# [EXERCISE]
Nothing in the data should change when you return it, but leave the pictures out.

# [MATERIAL TO PROCESS]

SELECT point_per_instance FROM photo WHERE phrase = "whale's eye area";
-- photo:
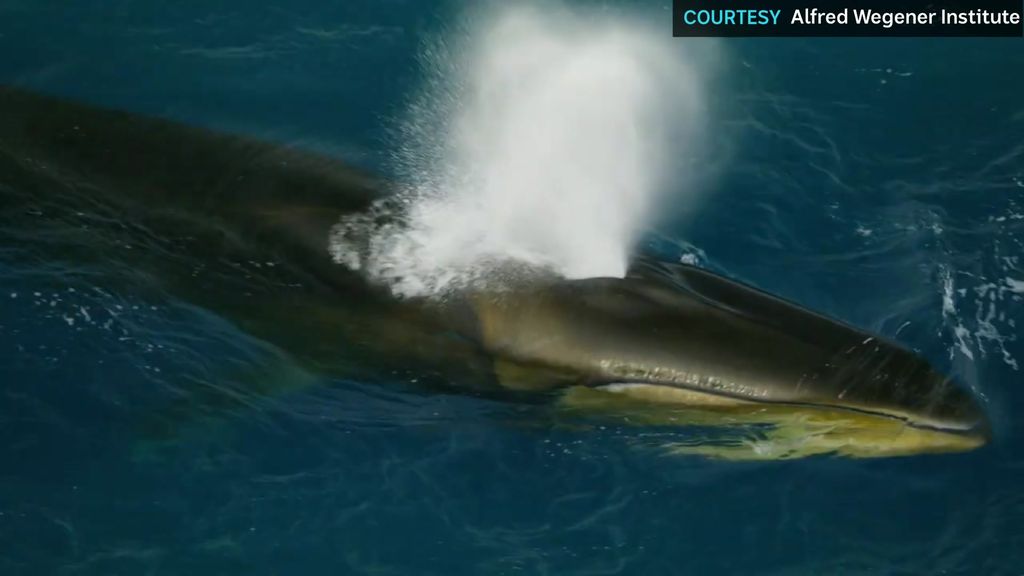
(706, 424)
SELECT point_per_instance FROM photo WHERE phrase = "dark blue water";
(881, 181)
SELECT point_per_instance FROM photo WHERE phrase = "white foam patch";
(543, 138)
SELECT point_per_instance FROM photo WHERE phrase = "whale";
(241, 227)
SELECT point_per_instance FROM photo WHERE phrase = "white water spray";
(543, 138)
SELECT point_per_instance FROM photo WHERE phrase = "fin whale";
(206, 214)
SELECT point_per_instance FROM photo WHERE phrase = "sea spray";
(543, 139)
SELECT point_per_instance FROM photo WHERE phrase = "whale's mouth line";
(619, 385)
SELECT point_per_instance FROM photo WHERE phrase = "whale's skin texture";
(241, 228)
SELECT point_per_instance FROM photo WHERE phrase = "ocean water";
(880, 181)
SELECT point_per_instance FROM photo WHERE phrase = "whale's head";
(673, 343)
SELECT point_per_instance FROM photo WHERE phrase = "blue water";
(881, 181)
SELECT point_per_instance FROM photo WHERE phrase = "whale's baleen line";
(669, 343)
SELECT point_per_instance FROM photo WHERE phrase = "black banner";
(848, 17)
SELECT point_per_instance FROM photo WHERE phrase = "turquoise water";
(881, 181)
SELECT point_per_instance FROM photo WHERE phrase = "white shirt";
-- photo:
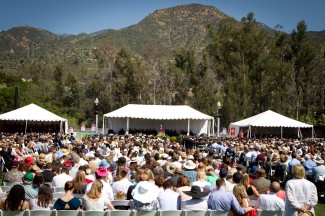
(122, 185)
(201, 184)
(90, 204)
(269, 202)
(82, 162)
(107, 190)
(169, 200)
(34, 206)
(60, 180)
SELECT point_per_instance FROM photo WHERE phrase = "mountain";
(180, 26)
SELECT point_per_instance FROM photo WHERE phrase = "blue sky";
(77, 16)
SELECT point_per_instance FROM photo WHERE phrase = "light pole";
(218, 115)
(96, 113)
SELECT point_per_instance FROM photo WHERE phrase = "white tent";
(151, 116)
(32, 114)
(268, 119)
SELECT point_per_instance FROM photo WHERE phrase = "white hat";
(145, 192)
(164, 156)
(318, 160)
(171, 168)
(190, 157)
(189, 165)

# [TASK ANSWER]
SELECT point_per_instance FROM photo WHERE phrase = "whale's eye area";
-- photo:
(706, 424)
SELECT point_per_instance FROM photo WHERE phrase = "dark blue water";
(881, 181)
SELECT point_per_instance FROM photo WHERE phrase = "white foam patch";
(543, 138)
SELECT point_per_instance FROM photo WHERE phrase = "whale";
(241, 227)
SELECT point_per_instance FROM photo WHERE phrase = "white water spray";
(543, 138)
SELECT point_per_instance FROM photo WHERE phrase = "fin whale";
(206, 214)
SELECT point_per_instance FROM photo WHERE phrase = "sea spray";
(543, 139)
SELECT point_per_instance FROM photo WHERE phrase = "whale's mouth line";
(619, 385)
SELECT point_per_instance FROM photo WHERE phrase = "whale's skin texture";
(241, 228)
SELECT point_per_instance FROM photo WHERE phrase = "ocean water";
(880, 181)
SELECT point_per_instance FROM photo WHERE phrase = "whale's head";
(673, 343)
SELECT point_per_instance FROM photo WHERE phrase = "blue water";
(881, 181)
SELECT point_per_instance FROM photo WHERE phrase = "whale's baleen line";
(669, 343)
SELECT point_per_instance FROM photo WHERE phrase = "black banner";
(848, 17)
SELECT point_per_instance FROM photo WHERE phrase = "turquoise water";
(881, 181)
SELECT point_per_instance FROM photo WHERE phrase = "white shirt";
-- photo:
(122, 185)
(201, 184)
(90, 204)
(269, 202)
(82, 162)
(107, 190)
(169, 200)
(34, 206)
(60, 180)
SELECT point_per_instance FROM photo WHERE phrase = "mountain";
(180, 26)
SELECT point_per_instance FROM photo WHERE phrase = "blue sky";
(77, 16)
SELECT point_per_instance FROM photo WHERE phrase = "light pole";
(218, 115)
(96, 113)
SELECT point_per_instance FROM photo WHERE phrase = "white tent";
(151, 116)
(32, 114)
(268, 119)
SELECT point_per_instance FROM photo WHERE phrase = "white hat";
(145, 192)
(164, 156)
(318, 160)
(171, 168)
(190, 157)
(189, 165)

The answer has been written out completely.